═════ Data for this exercise ═════
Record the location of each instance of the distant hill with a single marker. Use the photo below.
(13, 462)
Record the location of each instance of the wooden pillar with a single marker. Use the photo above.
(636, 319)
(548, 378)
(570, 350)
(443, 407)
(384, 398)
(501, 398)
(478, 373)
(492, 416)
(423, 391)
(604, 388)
═════
● What needs to be done
Rewrite all the items above with "single marker" changed to "single dot" and everything else unchanged.

● Result of the task
Record the location of each instance of the distant hill with a single dot. Use the photo below.
(13, 462)
Record the location of each instance of the wooden pillar with a single dot. Use the photo above.
(636, 319)
(548, 378)
(570, 350)
(443, 407)
(384, 398)
(501, 398)
(478, 373)
(492, 416)
(423, 391)
(604, 388)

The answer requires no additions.